▸ **INSTRUÇÕES DO EXERCÍCIO**
Com base na entrevista, responda:
(a) De quem foi a ideia de incluir crianças cantando em “Beneath a Funeral Sun”?
(b) Qual faixa Lee declara ser a sua favorita?
(c) Quantos minutos tem a música que, segundo Lee, vai do metal ao funk?

RG: Faz lembrar Annie Haslam, do Renaissance…

Lee: Sim, claro, o Renaissance é um dos meus grupos favoritos. Esse é todo o ponto, nós não estamos tentando ser uma dessas malditas bandas como a Nightwish ou algo assim, ou uma dessas bandas da moda. Quero dizer, se fôssemos uma banda tentando ser moda, não teríamos composto uma música de 28 minutos que vai do metal ao funk. Nós apenas queríamos ter partes progressivas; se houvesse mais vocais ao longo da música, eu acho que seria bem chato. Nós já queríamos usar vocais femininos fazia algum tempo e esse nos pareceu o momento apropriado para isso.

RG: E as crianças que cantam em “Beneath a Funeral Sun”?

Lee: Foi idéia do produtor porque o coro nessa música estava suplicando à mãe natureza inspiração para a humanidade, pois o mundo estava ruindo. Então, trata-se de crianças de Deus falando com o Senhor. Não é religioso. Eu não sou religioso de jeito nenhum, não posso ser nada diferente de um completo agnóstico. Mas é sobre crianças suplicando ao Homem que pense sobre o que está fazendo em termos das guerras e da maneira como a humanidade está ruindo.

RG: A música “Oro The Manslayer” é muito rápida, se compararmos com outras do disco. Seria uma espécie de volta às raízes?

Lee: Não sei, eu diria que provavelmente esta é uma das músicas mais diferentes, é a mais metal “das antigas”. De certa forma, você pode compará-la um pouco com “Soul Sacrifice” ou algo assim; é uma das músicas mais diferentes do álbum.

RG: “Corpsecycle” é outra que se destaca…

Lee: “Corpsecycle” é a música mais cativante do álbum, é bastante melódica e no final é bastante brutal. É a minha faixa favorita.

▸ **DADOS FORNECIDOS**
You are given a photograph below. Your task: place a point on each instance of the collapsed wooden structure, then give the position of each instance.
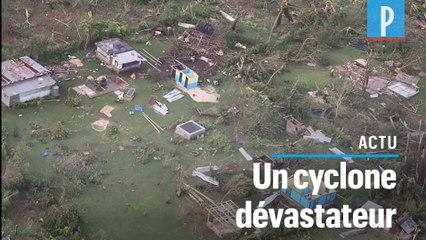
(221, 218)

▸ **RESPOSTA ESPERADA**
(a) Do produtor.
(b) “Corpsecycle”.
(c) 28 minutos.